[Reading text Boundary: Start]

I was sixteen when I began foraging for wild edibles in the deserts of Southern Arizona. It was many years before online social media groups, and I didn’t know a single person with the same interest. My only mentors were the books I’d check out over and over again from the library. I studied their hand-drawn sketches and simple descriptions, which were so different from the beautiful, full-colored books with unique recipes you can find today.
While hiking with friends, I’d sneak a bite of what I found, which was usually wild grapes or desert hackberries. Eventually, I became brave enough to eat wild plants in front of my friends. Of course, this brought looks of disgust, and they’d warn me not to kill myself. I’d laugh at them, and though I was confident enough to eat it still, I secretly hoped I wouldn’t die. There were a few years that I refused to eat wild onions because I couldn’t say one hundred percent that I wasn’t picking death camas, which can kill you. Being my own teacher on wild edibles has come with its challenges.

[Reading text Boundary: End]

Problems and tasks »
1. Answer these questions about the foraging text:
(a) How old was the writer when the foraging began?
(b) What were the writer's only mentors?
(c) Which plant did the writer refuse to eat for a few years, for fear of picking death camas instead?
2. Reproduce everything in the foraging text from "While hiking with" down to "with its challenges.", word for word.

[Data records Boundary: Start]

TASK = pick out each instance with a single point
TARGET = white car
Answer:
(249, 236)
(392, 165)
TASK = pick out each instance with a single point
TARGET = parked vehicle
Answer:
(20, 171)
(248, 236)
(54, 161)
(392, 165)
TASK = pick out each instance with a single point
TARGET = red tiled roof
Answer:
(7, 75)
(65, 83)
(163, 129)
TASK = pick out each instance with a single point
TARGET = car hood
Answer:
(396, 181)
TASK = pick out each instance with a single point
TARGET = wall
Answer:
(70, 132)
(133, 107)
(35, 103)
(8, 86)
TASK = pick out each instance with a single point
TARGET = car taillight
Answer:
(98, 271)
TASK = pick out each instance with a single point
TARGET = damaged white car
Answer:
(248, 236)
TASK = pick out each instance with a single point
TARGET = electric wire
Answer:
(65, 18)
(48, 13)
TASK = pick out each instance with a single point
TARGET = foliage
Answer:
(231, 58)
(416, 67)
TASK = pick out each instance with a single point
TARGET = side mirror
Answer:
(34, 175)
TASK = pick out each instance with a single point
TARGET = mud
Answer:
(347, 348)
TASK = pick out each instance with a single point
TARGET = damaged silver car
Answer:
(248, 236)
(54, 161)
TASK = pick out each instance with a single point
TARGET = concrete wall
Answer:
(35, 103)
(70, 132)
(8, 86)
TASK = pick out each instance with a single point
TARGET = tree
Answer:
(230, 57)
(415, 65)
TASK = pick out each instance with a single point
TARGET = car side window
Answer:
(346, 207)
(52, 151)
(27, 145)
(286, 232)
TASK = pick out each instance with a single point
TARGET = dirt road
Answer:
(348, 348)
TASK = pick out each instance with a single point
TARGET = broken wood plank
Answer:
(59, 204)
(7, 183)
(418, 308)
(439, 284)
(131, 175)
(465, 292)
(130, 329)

[Data records Boundary: End]

Solutions »
1.
(a) Sixteen.
(b) The books the writer checked out over and over from the library.
(c) Wild onions.

2.
While hiking with friends, I’d sneak a bite of what I found, which was usually wild grapes or desert hackberries. Eventually, I became brave enough to eat wild plants in front of my friends. Of course, this brought looks of disgust, and they’d warn me not to kill myself. I’d laugh at them, and though I was confident enough to eat it still, I secretly hoped I wouldn’t die. There were a few years that I refused to eat wild onions because I couldn’t say one hundred percent that I wasn’t picking death camas, which can kill you. Being my own teacher on wild edibles has come with its challenges.